Requirement: Work through the records below and copy every line that includes "book".

== Supplied entries ==

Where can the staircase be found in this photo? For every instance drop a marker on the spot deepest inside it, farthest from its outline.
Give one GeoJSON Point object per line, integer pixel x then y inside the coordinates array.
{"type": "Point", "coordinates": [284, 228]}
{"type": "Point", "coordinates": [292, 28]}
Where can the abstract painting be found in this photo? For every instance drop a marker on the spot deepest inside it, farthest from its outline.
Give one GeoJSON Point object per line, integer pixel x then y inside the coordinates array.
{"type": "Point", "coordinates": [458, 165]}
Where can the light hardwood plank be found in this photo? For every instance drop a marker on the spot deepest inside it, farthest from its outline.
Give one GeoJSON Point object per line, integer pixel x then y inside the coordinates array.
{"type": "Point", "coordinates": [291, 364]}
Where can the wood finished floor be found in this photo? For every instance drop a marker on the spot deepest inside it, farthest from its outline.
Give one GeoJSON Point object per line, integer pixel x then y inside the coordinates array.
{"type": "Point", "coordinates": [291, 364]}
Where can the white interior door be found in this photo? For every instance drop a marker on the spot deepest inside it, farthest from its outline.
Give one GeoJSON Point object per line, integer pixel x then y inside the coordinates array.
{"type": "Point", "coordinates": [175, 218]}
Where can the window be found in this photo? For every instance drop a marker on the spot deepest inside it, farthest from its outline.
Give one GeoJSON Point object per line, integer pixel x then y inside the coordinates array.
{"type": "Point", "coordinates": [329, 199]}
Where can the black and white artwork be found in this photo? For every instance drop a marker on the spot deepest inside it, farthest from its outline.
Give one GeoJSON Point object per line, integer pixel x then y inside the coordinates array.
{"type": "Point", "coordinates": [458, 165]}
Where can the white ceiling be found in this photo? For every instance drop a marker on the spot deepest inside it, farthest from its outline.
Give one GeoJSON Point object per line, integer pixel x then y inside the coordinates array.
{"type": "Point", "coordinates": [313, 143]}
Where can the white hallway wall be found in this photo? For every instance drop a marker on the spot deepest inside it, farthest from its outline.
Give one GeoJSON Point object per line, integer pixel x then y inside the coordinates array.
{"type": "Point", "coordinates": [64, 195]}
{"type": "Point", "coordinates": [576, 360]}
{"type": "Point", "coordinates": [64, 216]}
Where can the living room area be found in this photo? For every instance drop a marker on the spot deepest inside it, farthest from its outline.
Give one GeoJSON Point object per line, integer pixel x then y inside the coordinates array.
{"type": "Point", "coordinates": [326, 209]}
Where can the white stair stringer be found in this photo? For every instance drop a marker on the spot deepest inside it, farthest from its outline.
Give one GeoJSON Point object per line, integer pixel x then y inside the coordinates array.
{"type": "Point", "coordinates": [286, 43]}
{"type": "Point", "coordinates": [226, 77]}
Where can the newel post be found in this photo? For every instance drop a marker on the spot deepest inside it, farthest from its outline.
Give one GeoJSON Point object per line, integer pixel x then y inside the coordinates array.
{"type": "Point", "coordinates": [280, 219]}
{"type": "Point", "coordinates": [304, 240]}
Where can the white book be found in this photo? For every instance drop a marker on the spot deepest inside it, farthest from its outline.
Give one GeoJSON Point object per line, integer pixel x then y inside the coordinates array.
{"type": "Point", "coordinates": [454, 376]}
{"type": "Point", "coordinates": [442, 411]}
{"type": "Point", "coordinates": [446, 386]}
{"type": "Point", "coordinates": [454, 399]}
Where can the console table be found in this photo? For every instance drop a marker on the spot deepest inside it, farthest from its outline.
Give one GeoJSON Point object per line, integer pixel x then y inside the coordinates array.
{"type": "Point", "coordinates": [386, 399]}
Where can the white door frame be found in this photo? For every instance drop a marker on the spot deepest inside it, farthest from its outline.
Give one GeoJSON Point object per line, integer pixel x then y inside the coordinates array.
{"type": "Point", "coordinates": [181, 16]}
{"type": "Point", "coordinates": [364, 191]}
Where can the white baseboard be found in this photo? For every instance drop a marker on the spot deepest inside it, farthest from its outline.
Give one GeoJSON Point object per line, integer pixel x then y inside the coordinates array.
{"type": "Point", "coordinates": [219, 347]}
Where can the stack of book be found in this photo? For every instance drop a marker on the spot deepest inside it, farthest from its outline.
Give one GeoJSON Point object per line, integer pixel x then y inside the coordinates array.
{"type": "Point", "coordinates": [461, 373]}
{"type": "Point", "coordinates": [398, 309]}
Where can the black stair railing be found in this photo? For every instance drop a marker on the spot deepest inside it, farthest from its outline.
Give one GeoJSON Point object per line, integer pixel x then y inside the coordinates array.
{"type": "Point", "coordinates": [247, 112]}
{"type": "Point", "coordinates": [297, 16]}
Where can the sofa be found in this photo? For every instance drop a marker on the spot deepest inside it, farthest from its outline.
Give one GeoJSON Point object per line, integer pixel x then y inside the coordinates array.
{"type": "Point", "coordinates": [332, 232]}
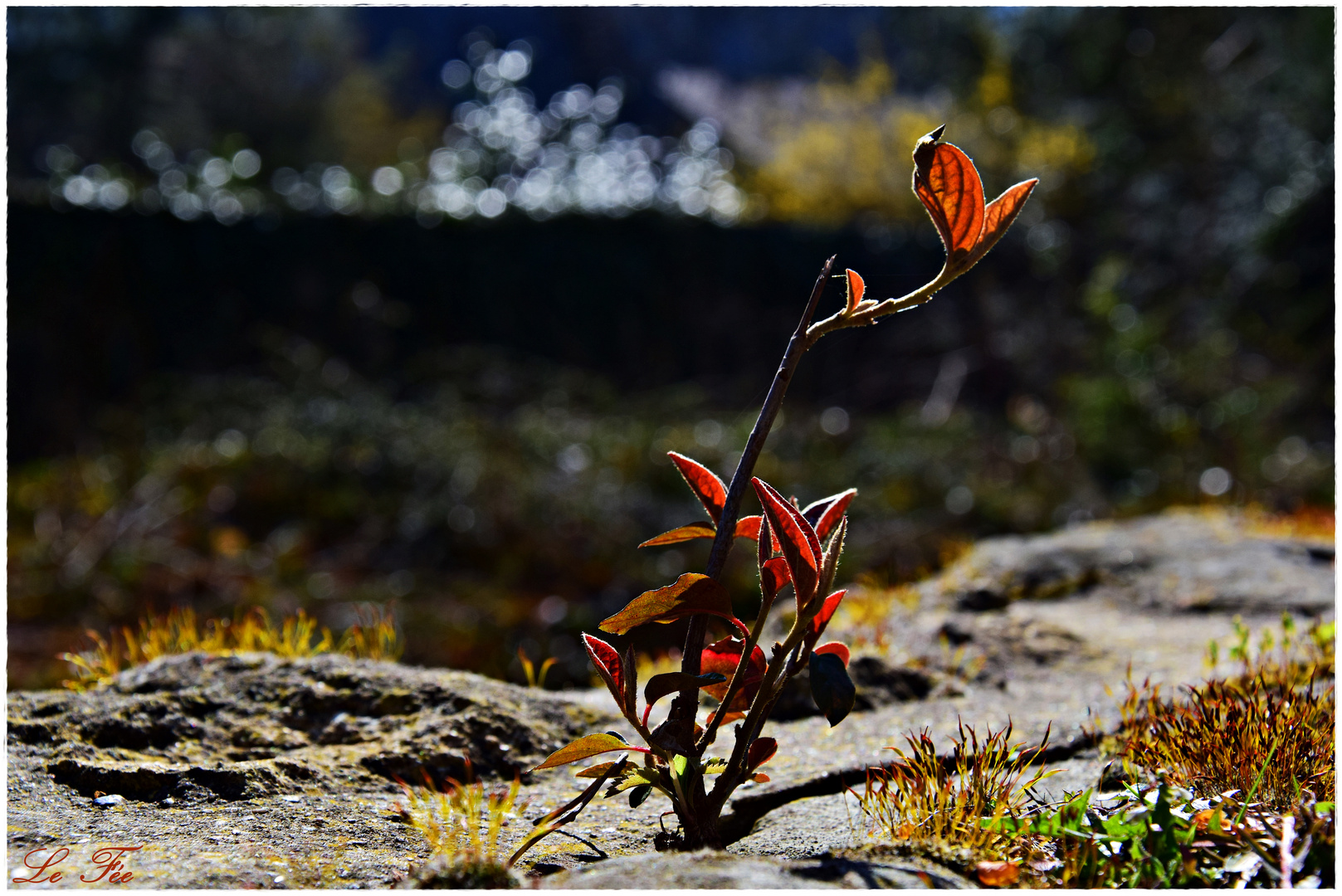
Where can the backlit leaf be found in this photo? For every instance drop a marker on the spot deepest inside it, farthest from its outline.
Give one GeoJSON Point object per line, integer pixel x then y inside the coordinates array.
{"type": "Point", "coordinates": [608, 665]}
{"type": "Point", "coordinates": [831, 687]}
{"type": "Point", "coordinates": [798, 539]}
{"type": "Point", "coordinates": [722, 658]}
{"type": "Point", "coordinates": [659, 685]}
{"type": "Point", "coordinates": [748, 528]}
{"type": "Point", "coordinates": [855, 289]}
{"type": "Point", "coordinates": [826, 613]}
{"type": "Point", "coordinates": [826, 513]}
{"type": "Point", "coordinates": [682, 534]}
{"type": "Point", "coordinates": [691, 593]}
{"type": "Point", "coordinates": [704, 483]}
{"type": "Point", "coordinates": [1000, 213]}
{"type": "Point", "coordinates": [998, 874]}
{"type": "Point", "coordinates": [837, 648]}
{"type": "Point", "coordinates": [596, 772]}
{"type": "Point", "coordinates": [552, 821]}
{"type": "Point", "coordinates": [585, 747]}
{"type": "Point", "coordinates": [773, 576]}
{"type": "Point", "coordinates": [949, 187]}
{"type": "Point", "coordinates": [760, 752]}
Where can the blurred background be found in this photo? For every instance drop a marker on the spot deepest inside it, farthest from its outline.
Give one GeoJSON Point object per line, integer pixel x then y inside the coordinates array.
{"type": "Point", "coordinates": [311, 309]}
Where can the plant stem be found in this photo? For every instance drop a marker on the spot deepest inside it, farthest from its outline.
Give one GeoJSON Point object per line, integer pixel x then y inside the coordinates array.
{"type": "Point", "coordinates": [687, 702]}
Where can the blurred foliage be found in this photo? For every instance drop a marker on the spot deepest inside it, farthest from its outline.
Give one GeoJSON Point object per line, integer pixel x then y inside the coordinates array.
{"type": "Point", "coordinates": [1156, 329]}
{"type": "Point", "coordinates": [842, 150]}
{"type": "Point", "coordinates": [500, 504]}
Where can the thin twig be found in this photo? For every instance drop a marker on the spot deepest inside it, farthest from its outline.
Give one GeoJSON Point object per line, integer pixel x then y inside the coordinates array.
{"type": "Point", "coordinates": [687, 702]}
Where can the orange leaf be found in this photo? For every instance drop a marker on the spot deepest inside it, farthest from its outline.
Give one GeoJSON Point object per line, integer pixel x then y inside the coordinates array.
{"type": "Point", "coordinates": [748, 528]}
{"type": "Point", "coordinates": [949, 187]}
{"type": "Point", "coordinates": [704, 483]}
{"type": "Point", "coordinates": [798, 539]}
{"type": "Point", "coordinates": [584, 747]}
{"type": "Point", "coordinates": [722, 658]}
{"type": "Point", "coordinates": [760, 752]}
{"type": "Point", "coordinates": [998, 874]}
{"type": "Point", "coordinates": [691, 593]}
{"type": "Point", "coordinates": [607, 661]}
{"type": "Point", "coordinates": [595, 772]}
{"type": "Point", "coordinates": [773, 576]}
{"type": "Point", "coordinates": [682, 534]}
{"type": "Point", "coordinates": [826, 613]}
{"type": "Point", "coordinates": [837, 648]}
{"type": "Point", "coordinates": [855, 289]}
{"type": "Point", "coordinates": [826, 513]}
{"type": "Point", "coordinates": [998, 217]}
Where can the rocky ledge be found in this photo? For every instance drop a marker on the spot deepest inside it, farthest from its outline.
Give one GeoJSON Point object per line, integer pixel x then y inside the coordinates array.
{"type": "Point", "coordinates": [256, 770]}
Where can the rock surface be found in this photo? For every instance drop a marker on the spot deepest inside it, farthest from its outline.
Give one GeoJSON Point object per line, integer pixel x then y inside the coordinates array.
{"type": "Point", "coordinates": [256, 770]}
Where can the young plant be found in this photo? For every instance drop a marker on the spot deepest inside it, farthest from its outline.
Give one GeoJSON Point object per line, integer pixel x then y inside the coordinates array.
{"type": "Point", "coordinates": [796, 548]}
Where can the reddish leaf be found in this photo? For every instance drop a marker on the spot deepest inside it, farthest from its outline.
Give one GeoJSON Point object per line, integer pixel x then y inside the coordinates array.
{"type": "Point", "coordinates": [607, 661]}
{"type": "Point", "coordinates": [748, 528]}
{"type": "Point", "coordinates": [773, 576]}
{"type": "Point", "coordinates": [855, 289]}
{"type": "Point", "coordinates": [595, 772]}
{"type": "Point", "coordinates": [585, 747]}
{"type": "Point", "coordinates": [953, 193]}
{"type": "Point", "coordinates": [998, 874]}
{"type": "Point", "coordinates": [826, 513]}
{"type": "Point", "coordinates": [722, 658]}
{"type": "Point", "coordinates": [796, 537]}
{"type": "Point", "coordinates": [704, 483]}
{"type": "Point", "coordinates": [548, 824]}
{"type": "Point", "coordinates": [837, 648]}
{"type": "Point", "coordinates": [1000, 213]}
{"type": "Point", "coordinates": [827, 611]}
{"type": "Point", "coordinates": [682, 534]}
{"type": "Point", "coordinates": [831, 687]}
{"type": "Point", "coordinates": [659, 685]}
{"type": "Point", "coordinates": [691, 593]}
{"type": "Point", "coordinates": [760, 752]}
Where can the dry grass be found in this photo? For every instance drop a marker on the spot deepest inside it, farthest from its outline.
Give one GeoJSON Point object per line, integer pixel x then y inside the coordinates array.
{"type": "Point", "coordinates": [1306, 522]}
{"type": "Point", "coordinates": [462, 828]}
{"type": "Point", "coordinates": [948, 801]}
{"type": "Point", "coordinates": [373, 637]}
{"type": "Point", "coordinates": [872, 613]}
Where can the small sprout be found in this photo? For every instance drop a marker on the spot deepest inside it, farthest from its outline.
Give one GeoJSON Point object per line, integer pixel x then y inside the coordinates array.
{"type": "Point", "coordinates": [795, 546]}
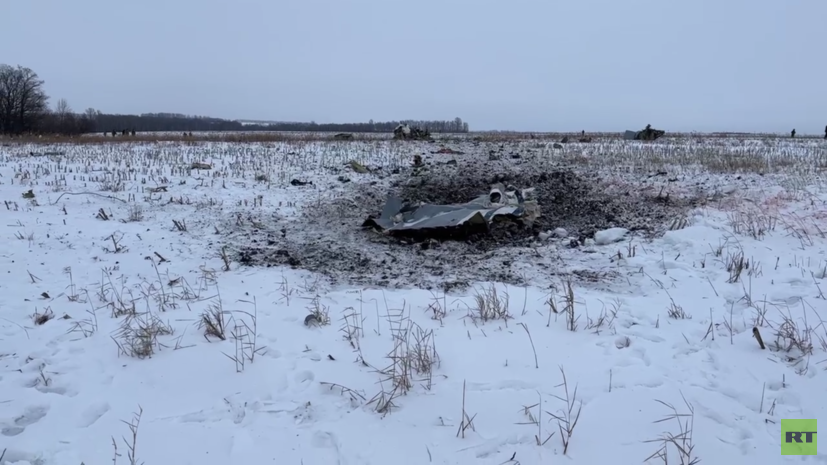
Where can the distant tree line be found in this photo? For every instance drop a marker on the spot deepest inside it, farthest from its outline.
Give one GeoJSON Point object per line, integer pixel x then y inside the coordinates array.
{"type": "Point", "coordinates": [24, 109]}
{"type": "Point", "coordinates": [149, 122]}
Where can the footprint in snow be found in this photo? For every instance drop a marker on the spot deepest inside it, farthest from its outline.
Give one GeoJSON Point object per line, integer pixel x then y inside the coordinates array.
{"type": "Point", "coordinates": [92, 414]}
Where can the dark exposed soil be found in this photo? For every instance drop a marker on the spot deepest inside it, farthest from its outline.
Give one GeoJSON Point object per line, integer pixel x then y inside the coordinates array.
{"type": "Point", "coordinates": [328, 238]}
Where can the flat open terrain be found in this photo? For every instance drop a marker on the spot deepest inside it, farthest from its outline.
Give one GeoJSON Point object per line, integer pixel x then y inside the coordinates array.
{"type": "Point", "coordinates": [153, 309]}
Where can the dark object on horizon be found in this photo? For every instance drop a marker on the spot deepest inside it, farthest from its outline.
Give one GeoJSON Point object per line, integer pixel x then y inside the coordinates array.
{"type": "Point", "coordinates": [647, 134]}
{"type": "Point", "coordinates": [405, 132]}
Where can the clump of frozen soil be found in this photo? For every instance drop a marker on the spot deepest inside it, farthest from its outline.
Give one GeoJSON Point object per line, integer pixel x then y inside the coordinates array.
{"type": "Point", "coordinates": [328, 237]}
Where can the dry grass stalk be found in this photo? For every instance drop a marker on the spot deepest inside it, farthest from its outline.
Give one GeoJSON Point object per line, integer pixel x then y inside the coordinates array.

===

Task result:
Where can the white book be found in this photo? For every instance drop a marker on the spot deepest inside it, farthest from its outline.
Where can the stack of book be found in this photo? For every instance drop a marker on the spot deepest inside it, farthest from its outline.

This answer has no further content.